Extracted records

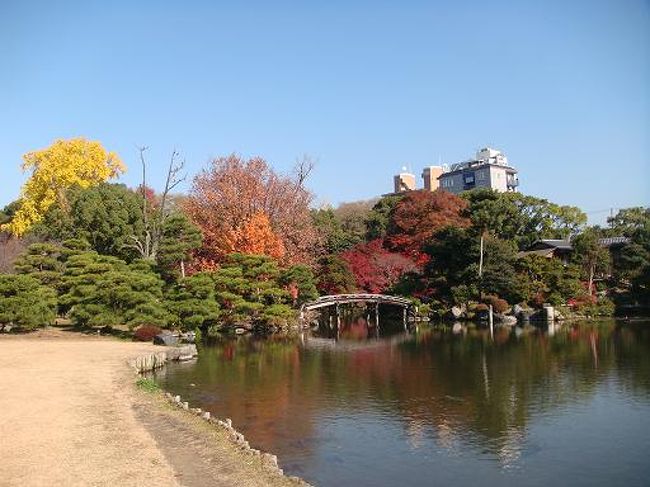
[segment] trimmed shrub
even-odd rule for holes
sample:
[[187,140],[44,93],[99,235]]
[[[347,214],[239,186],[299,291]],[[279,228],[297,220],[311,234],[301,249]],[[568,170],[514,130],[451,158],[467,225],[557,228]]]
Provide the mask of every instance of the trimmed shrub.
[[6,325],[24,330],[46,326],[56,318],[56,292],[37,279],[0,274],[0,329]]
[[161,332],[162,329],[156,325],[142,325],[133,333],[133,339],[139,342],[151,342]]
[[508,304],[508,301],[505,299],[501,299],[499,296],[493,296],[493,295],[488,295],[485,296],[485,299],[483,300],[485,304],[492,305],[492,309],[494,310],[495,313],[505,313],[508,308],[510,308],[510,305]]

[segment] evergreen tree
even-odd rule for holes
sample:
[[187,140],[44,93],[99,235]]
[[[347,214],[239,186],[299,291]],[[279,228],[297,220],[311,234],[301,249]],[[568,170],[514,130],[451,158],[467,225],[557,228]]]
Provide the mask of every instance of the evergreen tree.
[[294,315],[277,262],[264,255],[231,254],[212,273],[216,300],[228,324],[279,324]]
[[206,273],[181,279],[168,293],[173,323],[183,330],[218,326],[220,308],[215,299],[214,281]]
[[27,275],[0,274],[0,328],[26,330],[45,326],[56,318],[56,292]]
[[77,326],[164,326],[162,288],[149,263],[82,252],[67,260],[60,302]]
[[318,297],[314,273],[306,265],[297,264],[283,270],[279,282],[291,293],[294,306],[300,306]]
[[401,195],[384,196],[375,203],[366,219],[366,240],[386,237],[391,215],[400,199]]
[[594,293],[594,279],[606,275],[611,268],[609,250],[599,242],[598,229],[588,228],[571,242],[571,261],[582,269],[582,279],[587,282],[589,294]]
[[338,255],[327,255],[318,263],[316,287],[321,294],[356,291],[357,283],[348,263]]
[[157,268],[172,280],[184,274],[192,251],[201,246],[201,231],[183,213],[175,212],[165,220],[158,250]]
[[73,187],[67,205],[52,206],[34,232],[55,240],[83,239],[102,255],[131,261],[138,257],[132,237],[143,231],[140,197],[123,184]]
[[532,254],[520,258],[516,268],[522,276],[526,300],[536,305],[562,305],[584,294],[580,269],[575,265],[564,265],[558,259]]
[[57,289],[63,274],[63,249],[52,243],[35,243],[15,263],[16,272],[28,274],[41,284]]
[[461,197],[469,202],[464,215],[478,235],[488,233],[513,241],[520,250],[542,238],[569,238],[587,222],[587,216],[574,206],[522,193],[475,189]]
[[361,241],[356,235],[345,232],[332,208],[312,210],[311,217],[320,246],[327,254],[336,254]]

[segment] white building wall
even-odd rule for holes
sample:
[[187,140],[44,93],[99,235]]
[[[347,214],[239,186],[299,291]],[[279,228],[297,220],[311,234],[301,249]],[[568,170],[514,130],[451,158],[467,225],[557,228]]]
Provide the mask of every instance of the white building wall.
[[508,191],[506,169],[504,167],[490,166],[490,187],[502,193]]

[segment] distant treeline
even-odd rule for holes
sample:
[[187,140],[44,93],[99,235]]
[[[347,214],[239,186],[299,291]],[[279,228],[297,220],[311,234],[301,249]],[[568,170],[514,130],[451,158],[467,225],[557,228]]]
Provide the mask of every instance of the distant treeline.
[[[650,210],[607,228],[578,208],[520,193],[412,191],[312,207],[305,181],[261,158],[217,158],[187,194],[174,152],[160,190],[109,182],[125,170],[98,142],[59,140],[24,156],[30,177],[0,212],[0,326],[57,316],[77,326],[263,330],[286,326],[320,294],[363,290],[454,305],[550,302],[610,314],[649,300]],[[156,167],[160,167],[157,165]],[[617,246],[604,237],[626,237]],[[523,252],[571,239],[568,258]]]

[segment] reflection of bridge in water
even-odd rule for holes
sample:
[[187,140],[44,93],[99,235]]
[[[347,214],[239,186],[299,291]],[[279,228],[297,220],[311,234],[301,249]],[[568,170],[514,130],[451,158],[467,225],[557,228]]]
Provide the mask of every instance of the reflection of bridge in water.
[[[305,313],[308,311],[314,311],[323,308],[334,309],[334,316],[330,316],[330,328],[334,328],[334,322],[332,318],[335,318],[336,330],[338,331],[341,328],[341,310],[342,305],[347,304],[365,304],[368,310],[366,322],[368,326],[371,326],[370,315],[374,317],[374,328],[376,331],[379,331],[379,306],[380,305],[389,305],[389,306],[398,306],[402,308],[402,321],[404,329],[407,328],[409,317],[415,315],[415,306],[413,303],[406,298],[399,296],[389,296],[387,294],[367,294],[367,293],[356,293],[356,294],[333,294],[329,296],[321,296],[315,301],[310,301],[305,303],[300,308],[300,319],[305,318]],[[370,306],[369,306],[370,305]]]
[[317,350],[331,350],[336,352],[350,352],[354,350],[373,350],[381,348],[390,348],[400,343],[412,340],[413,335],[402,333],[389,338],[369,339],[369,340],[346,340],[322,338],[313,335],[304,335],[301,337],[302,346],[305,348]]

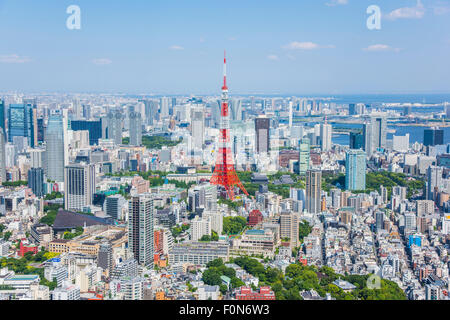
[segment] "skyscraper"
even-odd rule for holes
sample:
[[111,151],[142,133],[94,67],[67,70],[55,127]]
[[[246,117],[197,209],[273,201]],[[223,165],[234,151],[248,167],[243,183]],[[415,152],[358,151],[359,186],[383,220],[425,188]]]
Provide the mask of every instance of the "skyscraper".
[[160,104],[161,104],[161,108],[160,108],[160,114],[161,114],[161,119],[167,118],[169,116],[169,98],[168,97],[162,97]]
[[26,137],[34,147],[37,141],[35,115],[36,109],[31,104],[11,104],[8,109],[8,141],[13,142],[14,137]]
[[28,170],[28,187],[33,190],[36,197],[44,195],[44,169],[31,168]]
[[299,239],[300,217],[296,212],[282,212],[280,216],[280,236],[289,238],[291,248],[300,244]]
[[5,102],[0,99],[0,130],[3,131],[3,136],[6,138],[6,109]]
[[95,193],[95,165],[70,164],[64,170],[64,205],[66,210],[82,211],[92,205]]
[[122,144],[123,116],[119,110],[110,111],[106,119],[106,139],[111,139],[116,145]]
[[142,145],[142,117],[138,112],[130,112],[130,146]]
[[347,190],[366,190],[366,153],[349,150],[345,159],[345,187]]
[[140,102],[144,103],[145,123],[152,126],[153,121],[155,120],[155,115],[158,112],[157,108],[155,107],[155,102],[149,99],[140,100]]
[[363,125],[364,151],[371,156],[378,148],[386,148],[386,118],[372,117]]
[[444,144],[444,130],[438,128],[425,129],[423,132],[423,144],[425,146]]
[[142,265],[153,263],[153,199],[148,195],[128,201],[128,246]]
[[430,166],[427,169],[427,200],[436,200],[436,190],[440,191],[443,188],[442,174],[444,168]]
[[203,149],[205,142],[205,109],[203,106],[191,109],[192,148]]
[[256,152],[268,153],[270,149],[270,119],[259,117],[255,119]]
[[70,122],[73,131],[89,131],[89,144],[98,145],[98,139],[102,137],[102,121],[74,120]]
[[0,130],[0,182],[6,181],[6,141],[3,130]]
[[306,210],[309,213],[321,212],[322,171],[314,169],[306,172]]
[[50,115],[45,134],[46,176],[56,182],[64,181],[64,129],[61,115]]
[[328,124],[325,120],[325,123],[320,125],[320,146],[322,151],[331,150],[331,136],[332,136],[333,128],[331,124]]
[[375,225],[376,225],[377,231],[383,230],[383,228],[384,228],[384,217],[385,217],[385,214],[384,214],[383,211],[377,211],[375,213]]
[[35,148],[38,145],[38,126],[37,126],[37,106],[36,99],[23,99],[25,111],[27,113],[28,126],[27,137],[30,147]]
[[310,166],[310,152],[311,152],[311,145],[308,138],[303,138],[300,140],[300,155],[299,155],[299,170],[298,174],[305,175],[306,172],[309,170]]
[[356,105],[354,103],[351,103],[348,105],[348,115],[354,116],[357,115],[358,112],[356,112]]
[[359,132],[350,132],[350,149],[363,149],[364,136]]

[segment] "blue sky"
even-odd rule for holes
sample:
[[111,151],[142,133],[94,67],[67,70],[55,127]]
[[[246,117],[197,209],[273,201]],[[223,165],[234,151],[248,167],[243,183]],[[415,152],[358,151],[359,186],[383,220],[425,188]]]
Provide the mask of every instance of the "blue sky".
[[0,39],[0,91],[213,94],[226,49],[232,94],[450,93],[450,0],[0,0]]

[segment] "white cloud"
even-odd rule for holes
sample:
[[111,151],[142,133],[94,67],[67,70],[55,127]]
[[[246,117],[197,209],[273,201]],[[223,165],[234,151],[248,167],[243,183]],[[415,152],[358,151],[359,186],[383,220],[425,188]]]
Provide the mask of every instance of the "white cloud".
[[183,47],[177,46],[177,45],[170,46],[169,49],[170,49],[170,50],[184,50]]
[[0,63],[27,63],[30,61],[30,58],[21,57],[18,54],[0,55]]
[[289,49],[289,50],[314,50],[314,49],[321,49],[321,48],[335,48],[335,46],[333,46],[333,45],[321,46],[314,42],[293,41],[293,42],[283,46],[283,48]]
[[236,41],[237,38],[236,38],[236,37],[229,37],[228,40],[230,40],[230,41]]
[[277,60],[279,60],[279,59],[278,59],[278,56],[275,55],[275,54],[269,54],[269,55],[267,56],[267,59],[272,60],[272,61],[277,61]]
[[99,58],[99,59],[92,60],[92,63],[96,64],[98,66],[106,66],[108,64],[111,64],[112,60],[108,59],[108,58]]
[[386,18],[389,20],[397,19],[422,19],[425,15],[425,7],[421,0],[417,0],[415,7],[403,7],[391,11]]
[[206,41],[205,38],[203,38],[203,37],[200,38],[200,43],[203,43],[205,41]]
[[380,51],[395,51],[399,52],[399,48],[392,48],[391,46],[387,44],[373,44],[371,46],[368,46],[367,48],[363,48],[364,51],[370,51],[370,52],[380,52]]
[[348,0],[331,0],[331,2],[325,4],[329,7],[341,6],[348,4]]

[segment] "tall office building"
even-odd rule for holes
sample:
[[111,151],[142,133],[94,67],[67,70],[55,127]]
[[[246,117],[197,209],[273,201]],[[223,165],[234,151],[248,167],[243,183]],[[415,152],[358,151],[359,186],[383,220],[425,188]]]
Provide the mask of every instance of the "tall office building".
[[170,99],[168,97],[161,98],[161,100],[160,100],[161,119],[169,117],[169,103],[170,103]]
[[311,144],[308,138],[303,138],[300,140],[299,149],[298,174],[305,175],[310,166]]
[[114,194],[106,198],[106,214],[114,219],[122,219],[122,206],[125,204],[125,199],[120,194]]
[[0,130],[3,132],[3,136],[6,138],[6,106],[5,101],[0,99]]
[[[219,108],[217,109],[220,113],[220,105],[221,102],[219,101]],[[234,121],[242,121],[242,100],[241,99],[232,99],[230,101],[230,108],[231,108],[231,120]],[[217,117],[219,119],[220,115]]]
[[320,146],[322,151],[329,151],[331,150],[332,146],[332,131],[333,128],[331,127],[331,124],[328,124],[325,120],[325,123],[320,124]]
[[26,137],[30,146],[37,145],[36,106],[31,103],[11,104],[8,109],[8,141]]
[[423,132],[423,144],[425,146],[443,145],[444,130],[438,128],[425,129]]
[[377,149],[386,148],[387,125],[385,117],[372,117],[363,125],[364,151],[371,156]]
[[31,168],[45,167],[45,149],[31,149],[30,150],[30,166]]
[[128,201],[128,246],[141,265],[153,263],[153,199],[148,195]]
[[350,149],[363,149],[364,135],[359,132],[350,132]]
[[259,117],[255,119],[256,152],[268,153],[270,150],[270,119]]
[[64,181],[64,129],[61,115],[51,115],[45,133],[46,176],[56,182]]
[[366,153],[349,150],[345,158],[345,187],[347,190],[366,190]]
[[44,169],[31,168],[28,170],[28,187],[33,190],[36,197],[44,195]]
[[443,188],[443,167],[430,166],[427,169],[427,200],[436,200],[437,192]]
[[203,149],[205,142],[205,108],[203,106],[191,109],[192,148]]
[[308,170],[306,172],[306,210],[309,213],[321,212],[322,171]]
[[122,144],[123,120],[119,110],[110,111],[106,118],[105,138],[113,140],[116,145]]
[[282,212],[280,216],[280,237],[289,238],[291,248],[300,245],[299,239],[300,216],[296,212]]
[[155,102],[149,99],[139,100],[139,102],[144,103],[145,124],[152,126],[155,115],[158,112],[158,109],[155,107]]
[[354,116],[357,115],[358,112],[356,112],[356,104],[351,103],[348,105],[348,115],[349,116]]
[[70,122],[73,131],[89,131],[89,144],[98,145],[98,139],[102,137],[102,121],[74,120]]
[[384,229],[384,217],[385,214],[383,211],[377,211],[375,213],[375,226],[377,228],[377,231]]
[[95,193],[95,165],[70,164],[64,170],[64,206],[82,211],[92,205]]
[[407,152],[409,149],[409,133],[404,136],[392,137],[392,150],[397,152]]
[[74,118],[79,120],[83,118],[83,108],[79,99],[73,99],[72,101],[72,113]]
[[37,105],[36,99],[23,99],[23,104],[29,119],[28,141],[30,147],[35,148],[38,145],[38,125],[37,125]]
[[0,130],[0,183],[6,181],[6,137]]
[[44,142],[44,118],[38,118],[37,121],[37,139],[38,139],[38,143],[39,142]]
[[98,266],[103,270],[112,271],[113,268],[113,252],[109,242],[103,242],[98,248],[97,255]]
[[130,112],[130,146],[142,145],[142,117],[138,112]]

■ **Aim of the task**: Check each line of the entries for "segment" and copy those that have it.

■ **Result of the task**:
[segment] trimmed shrub
[segment] evergreen tree
[segment] white building wall
[segment] distant treeline
[segment] reflection of bridge in water
[segment] "skyscraper"
[segment] "blue sky"
[segment] "white cloud"
[segment] "tall office building"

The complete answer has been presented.